**** Document ****

Forum Moderators: open

Message Too Old, No Replies

how to gently spider

         

alexmg

9:53 am on Dec 5, 2007 (gmt 0)

10+ Year Member



Greetings,
I am very sorry if I'm posting in the wrong forum - or if the answer is available somewhere else - but I was unable to find any other resource.
Funny as it may seem, I resort to asking for help to the webmaster community (trying to limit the amount of resource spidered away) on behalf of a little spidering project of mine.

The problem: I have a LARGE list of books, that I would like to index by author/title/isbn/reviews...
as you can imagine all this info is available on Amazon.
I read something about "Amazon web services", but it seems to me they're not appropriate to this project.

So I checked their robots.txt (message bottom), and it seems to me it doesnt require me to stay away from their resources...
so I wrote a spider in Perl and I'm currently running it.

My question for you is about its fairness:
1) am I allowed to do this?
2) currently I run a search every 3+int(rand(30)) seconds:
you think it's too low? Too high? Am I worrying too much?

sorry again if it's the wrong question/wrong place, but I found it hard to find info (apart from the good O'Reilly Spidering Hacks of course)

Thank you all!

Alessandro

--- amazon's robots.txt

# Disallow all crawlers access to certain pages.

**** Extracted records ****

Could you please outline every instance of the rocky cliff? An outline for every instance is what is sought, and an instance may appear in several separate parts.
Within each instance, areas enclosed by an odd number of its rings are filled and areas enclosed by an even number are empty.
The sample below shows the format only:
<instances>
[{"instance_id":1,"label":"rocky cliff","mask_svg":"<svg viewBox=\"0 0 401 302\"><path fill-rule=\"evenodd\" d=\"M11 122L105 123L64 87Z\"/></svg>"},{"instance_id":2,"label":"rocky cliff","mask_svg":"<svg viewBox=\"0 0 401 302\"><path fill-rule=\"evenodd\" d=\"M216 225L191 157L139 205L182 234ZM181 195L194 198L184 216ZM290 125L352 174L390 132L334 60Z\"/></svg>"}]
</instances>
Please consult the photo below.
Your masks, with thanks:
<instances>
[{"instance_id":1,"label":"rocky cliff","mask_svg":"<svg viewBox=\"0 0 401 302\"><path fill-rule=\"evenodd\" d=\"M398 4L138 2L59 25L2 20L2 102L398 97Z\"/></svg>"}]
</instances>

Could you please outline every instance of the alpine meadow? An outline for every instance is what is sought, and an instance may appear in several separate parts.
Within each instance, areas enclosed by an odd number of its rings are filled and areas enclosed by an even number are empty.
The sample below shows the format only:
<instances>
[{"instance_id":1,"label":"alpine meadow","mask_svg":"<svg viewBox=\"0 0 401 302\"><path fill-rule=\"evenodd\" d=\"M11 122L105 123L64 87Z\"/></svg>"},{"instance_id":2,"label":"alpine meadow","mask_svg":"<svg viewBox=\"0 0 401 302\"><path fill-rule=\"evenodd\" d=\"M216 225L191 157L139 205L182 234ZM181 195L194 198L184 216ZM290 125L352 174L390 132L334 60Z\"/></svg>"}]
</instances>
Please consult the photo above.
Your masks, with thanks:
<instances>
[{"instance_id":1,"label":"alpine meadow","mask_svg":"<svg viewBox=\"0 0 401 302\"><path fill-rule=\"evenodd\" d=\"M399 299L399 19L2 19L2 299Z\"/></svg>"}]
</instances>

****

Extend the forum thread on gentle spidering from its final line.

*Expected output*:
User-agent: *
Disallow: /exec/obidos/account-access-login
Disallow: /exec/obidos/change-style
Disallow: /exec/obidos/flex-sign-in
Disallow: /exec/obidos/handle-buy-box
Disallow: /exec/obidos/tg/cm/member
Disallow: /gp/cart
Disallow: /gp/flex
Disallow: /gp/product/e-mail-friend
Disallow: /gp/product/product-availability
Disallow: /gp/product/rate-this-item
Disallow: /gp/sign-in
Disallow: /gp/reader
Disallow: /gp/sitbv3/reader
Disallow: /gp/richpub/syltguides/create
Disallow: /gp/customer-media
Disallow: /gp/gfix
Disallow: /gp/associations/wizard.html
Disallow: /gp/dmusic/order
Disallow: /gp/legacy-handle-buy-box.html
Disallow: /gp/aws/ssop
Disallow: /gp/yourstore
Disallow: /gp/gift-central/organizer/add-wishlist
Disallow: /gp/gurupamacro
Disallow: /gp/vote
Disallow: /gp/music/wma-pop-up
Disallow: /gp/customer-images

wilderness

12:17 am on Dec 8, 2007 (gmt 0)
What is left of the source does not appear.